→ EXERCISE SET
1: In the text about 2016 heavy metal albums, rewrite the paragraph starting "For all the crappiness" as one shorter sentence that keeps its main facts.
2: In the text about 2016 heavy metal albums, how many albums did the writer choose to really focus on?
3: Continue the text about 2016 heavy metal albums from its last sentence.

→ PAGE TEXT
For all the crappiness we experienced in 2016, it was a great year for heavy metal musics. I had way more than 10 favorite albums this year, but only chose 10 to really focus on.
Here are all the albums tied for #11:
- Cult of Luna and Julie Christmas Mariner
I didn't give this album the time it deserved when it came out and have recently rediscovered it's awesomeness. - Car Bomb Meta
No other band fucks with my mind like these guys, who prove math metal is alive and well. - Khemmis Hunted
Do you smoke weed? Or like bands that are assosiated with stoner metal? Then you will definitely enjoy Khemmis. - Oathbreaker Rhia
I was expecting Entombedcore and instead got something beautiful. These guys impress. - Revocation Great Is Our Sin
Revocation have never made an album I do not like and the trend continues. - Gatecreeper Sonoran Depravation
Oh my god, the breakdowns! - Neurosis Fires Within Fires
I like what I hear, but I need to book a vacation to a cave with great acoustics, get very high and really digest this album.

(Saved entries)
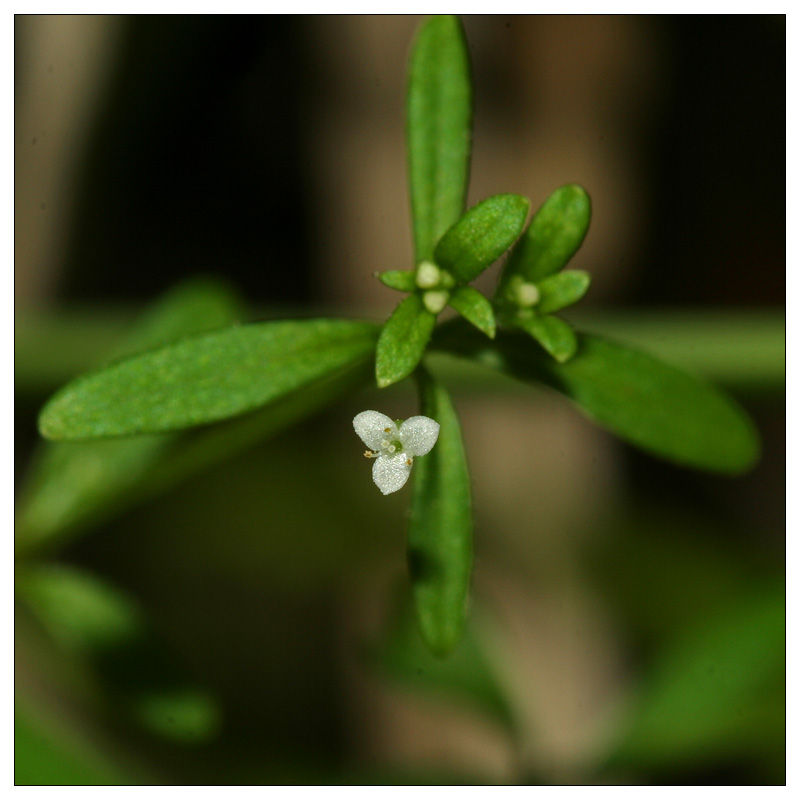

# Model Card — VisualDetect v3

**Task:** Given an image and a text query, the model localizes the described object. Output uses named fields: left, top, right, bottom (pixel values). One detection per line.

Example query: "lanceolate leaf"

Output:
left=377, top=269, right=417, bottom=292
left=372, top=593, right=518, bottom=736
left=449, top=286, right=495, bottom=339
left=433, top=194, right=530, bottom=283
left=375, top=294, right=436, bottom=389
left=503, top=184, right=592, bottom=282
left=39, top=319, right=377, bottom=440
left=408, top=368, right=472, bottom=656
left=605, top=585, right=786, bottom=770
left=521, top=316, right=578, bottom=364
left=434, top=320, right=759, bottom=474
left=16, top=280, right=242, bottom=549
left=406, top=16, right=472, bottom=264
left=536, top=269, right=591, bottom=314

→ RESPONSES IN ORDER
1: Despite a bad 2016, it was a great year for heavy metal, and the writer had more than 10 favorite albums but chose only 10 to focus on.

2: 10

3:
10. Wormrot Voices
Wormrot went away for a few years and then came back to remind everybody that Singapore knows a thing or two about grind. This trio keep things short and sweet with most songs clocking in around a minute. That makes the closing track of this album, "Outworn" a god damn epic at 3:49. Wormrot is all about meaty riffs for me, and they always deliver there.
9. Giraffe Tongue Orchestra Broken Lines
The meeting of guitarists Ben Weinman and Brent Hinds was one I have been anticipating for quite a while. But when I first hit play on this amazing album, I was even more impressed at the vocals of William DuVall. I kept having to check the liner notes to make sure it was him. These three experts of their respective fields came together to create something very interesting, a throwback to late 70s rock songs, and actual singing over great riffs. Sprinkles of Juliette Lewis' voice add some nice sizzle to a great album worth checking out.
8. Opeth Sorceress
While I very much enjoyed the "death growl" era of Opeth, I am also very much enjoying the band's prog rebirth. Mikael Akerfeldt just knows how to write amazing songs. I had the benefit of getting this album in the early summer, when it was released in the fall, and it was the best thing to listen to on a bright, sunny day. Opeth's music just makes me happy.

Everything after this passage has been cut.